__Exercise__. Present all of the data below as a numbered list, omitting blank lines and the pictures.
** START **
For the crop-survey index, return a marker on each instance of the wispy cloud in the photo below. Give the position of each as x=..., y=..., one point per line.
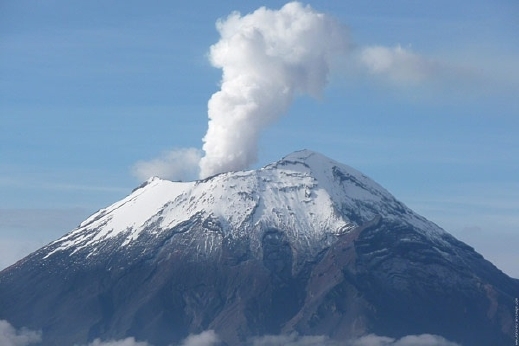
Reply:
x=177, y=164
x=10, y=336
x=398, y=65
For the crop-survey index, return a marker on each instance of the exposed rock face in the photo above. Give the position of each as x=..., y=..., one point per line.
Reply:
x=305, y=244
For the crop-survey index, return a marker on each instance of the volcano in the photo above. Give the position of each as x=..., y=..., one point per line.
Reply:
x=305, y=245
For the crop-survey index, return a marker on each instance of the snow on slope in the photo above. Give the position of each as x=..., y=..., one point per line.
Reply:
x=305, y=194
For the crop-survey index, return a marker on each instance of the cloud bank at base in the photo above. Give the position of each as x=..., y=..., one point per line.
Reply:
x=9, y=336
x=210, y=338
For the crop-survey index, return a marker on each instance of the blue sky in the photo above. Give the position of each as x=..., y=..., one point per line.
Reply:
x=90, y=89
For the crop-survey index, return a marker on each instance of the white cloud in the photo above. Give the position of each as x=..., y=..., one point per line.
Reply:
x=177, y=164
x=409, y=340
x=267, y=57
x=293, y=339
x=398, y=65
x=206, y=338
x=9, y=336
x=123, y=342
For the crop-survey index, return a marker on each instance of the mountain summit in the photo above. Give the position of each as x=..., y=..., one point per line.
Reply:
x=305, y=244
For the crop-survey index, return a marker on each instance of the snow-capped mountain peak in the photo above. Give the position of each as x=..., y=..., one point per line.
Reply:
x=310, y=196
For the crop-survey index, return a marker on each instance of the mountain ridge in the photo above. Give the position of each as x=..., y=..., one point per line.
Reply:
x=304, y=245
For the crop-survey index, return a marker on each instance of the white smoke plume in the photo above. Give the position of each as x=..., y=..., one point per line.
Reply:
x=9, y=336
x=267, y=57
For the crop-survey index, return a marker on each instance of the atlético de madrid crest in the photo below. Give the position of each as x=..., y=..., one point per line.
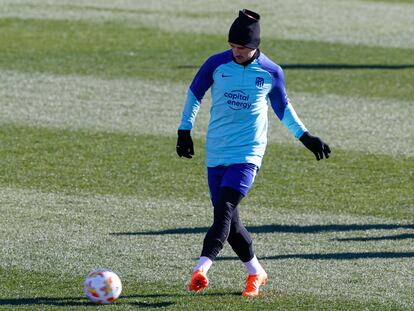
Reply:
x=259, y=82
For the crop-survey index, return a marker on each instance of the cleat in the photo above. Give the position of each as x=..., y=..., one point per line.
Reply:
x=253, y=283
x=199, y=281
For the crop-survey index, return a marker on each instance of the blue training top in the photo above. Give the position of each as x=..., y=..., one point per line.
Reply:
x=237, y=131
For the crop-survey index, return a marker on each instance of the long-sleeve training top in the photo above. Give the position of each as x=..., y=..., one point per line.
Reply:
x=237, y=130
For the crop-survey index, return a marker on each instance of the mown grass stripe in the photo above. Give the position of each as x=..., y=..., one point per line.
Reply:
x=61, y=234
x=147, y=166
x=97, y=49
x=153, y=107
x=388, y=24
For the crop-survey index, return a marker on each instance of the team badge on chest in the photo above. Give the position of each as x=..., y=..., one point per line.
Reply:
** END **
__Task output__.
1. For the crop-survey index, return a marker on each instance of the wispy cloud in the photo below. Give the position of each as x=..., y=..., one point per line.
2. Reply:
3. x=177, y=164
4. x=10, y=336
5. x=398, y=65
6. For the crop-survey index, return a marker on each instance of the exposed rock face in the photo above. Give the position of each as x=..., y=..., one point per line.
7. Reply:
8. x=305, y=244
9. For the crop-survey index, return a marker on each instance of the volcano in the photo above. Give the position of each as x=..., y=..., one point per line.
10. Reply:
11. x=305, y=245
12. For the crop-survey index, return a marker on each instance of the snow on slope in the photo above. Give the position of each as x=..., y=..., one point per line.
13. Reply:
14. x=305, y=194
15. For the crop-survey index, return a marker on each instance of the cloud bank at base in the photo above. Give the position of each as x=..., y=..., one point per line.
16. Reply:
17. x=9, y=336
18. x=210, y=338
19. For the crop-survey index, return a marker on each instance of the blue sky in the photo above. Give the position of each as x=..., y=..., one point per line.
20. Reply:
21. x=90, y=89
22. For the crop-survey index, return a marker on each instance of the white cloud in the photo above. Give the position of each as x=..., y=..., one point per line.
23. Reply:
24. x=177, y=164
25. x=409, y=340
26. x=267, y=57
27. x=293, y=339
28. x=398, y=65
29. x=206, y=338
30. x=9, y=336
31. x=123, y=342
32. For the crop-survey index, return a marker on each instance of the mountain summit in the photo above. Give the position of each as x=..., y=..., one point per line.
33. Reply:
34. x=305, y=244
35. For the crop-survey index, return a marker on each instance of the snow-capped mountain peak in the photo above. Give the position of each as x=..., y=..., one point per line.
36. Reply:
37. x=310, y=196
38. For the crop-survey index, return a marker on each instance of the mountain ridge in the photo above. Give the position of each as x=..., y=..., one point per line.
39. Reply:
40. x=304, y=245
41. For the crop-survey index, return a marker on each instance of the white smoke plume in the photo above. Give the position of each as x=..., y=..., one point per line.
42. Reply:
43. x=9, y=336
44. x=267, y=57
45. For the crop-survey index, return a marker on each instance of the atlético de madrid crest in the photo below. Give the position of each as x=..., y=..., one point per line.
46. Reply:
47. x=259, y=82
48. For the crop-survey index, return a marker on each instance of the cleat in the photo above. Give the position of each as x=..., y=..., one point per line.
49. Reply:
50. x=253, y=283
51. x=199, y=281
52. For the crop-survey index, return a marker on each instance of the blue training top in the photo above. Give the position of each as x=..., y=..., one point per line.
53. Reply:
54. x=237, y=131
55. For the crop-survey index, return a marker on each instance of the long-sleeve training top in the photo above. Give the position of each as x=..., y=..., one point per line.
56. Reply:
57. x=237, y=130
58. For the crop-survey index, return a marker on each instance of the mown grass stripe in the photo above. Give the position of each as x=..., y=..., one point per line.
59. Reply:
60. x=61, y=234
61. x=147, y=166
62. x=97, y=49
63. x=153, y=107
64. x=388, y=24
65. For the crop-survey index, return a marker on each instance of the team badge on chest in the photo above. Give the position of each as x=..., y=..., one point per line.
66. Reply:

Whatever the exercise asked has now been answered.